START PROVIDED PASSAGE

You remember that classic Chuck Jones cartoon "Hare Way to the Stars," where Marvin the Martian sprouts a bunch of 'instant martians' from tiny pills by dousing them with water, then hastily sends them chasing off on a fool's errand after Bugs Bunny, who has absconded with the 'Illudium PU-36 Explosive Space Modulator'? That's kind of what Iron Maiden's new live release "En Vivo!" is like. (Albeit without the slapstick.)
The idea here is that if you took "En Vivo!" and added water or chain mail or the hair of a virgin or whatever the double-secret formula dictates, then you would have a live, true to form Iron Maiden performance in front of you. The off-the-cuff remarks and exhortations of Bruce Dickinson, ever the bombastic and encouraging frontman of this ambulatory heavy metal hall of fame exhibit, help lend a depth and honesty to the proceedings that truly convey the sense of being there.

END PROVIDED PASSAGE
START STUDY MATERIAL

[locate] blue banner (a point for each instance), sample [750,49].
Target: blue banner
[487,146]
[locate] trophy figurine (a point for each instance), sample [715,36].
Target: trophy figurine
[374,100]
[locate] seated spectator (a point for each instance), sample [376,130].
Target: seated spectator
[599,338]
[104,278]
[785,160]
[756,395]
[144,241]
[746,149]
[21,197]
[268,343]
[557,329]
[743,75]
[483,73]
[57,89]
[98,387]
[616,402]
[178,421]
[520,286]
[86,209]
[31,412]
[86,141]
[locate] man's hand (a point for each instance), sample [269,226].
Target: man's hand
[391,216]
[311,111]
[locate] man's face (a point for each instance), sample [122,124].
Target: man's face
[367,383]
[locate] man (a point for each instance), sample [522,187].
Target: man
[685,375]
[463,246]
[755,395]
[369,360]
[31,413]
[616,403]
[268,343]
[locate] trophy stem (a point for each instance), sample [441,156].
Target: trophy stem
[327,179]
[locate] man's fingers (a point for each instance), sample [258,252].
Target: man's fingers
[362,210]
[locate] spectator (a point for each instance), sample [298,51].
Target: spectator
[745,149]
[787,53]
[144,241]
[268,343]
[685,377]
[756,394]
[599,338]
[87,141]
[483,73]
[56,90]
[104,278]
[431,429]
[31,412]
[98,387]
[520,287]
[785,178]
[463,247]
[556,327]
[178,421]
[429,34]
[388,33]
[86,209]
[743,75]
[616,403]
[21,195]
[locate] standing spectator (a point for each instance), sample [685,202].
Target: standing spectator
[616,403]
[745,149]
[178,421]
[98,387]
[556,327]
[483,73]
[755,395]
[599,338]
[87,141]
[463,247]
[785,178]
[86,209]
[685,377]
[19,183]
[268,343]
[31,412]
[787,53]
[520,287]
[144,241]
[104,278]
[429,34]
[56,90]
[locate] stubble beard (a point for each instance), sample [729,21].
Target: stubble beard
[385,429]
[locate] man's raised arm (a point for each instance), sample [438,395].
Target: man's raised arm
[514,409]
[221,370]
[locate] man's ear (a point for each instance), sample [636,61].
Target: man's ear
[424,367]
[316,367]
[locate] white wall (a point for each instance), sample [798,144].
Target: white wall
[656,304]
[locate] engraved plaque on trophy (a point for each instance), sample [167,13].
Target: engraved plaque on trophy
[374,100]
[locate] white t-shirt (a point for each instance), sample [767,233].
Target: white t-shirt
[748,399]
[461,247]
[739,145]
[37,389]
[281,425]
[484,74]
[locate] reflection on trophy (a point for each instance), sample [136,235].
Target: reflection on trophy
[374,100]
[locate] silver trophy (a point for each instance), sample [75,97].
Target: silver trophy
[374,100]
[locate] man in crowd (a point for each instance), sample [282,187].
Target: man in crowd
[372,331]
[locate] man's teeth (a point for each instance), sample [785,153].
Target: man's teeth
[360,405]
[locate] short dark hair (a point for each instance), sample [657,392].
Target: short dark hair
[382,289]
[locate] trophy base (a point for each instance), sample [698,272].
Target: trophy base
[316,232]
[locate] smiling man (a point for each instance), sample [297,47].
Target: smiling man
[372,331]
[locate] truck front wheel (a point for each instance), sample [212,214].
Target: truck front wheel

END STUDY MATERIAL

## WORK INSTRUCTIONS
#1 Answer these questions about the Iron Maiden review:
(a) Who made the cartoon "Hare Way to the Stars"?
(b) What did Bugs Bunny abscond with?
(c) Who is the frontman whose remarks are heard on "En Vivo!"?
#2 List every item the Iron Maiden review says you might add to "En Vivo!" to get a live performance.

## TASK-BY-TASK ANSWERS
#1
(a) Chuck Jones
(b) The "Illudium PU-36 Explosive Space Modulator"
(c) Bruce Dickinson

#2
- water
- chain mail
- the hair of a virgin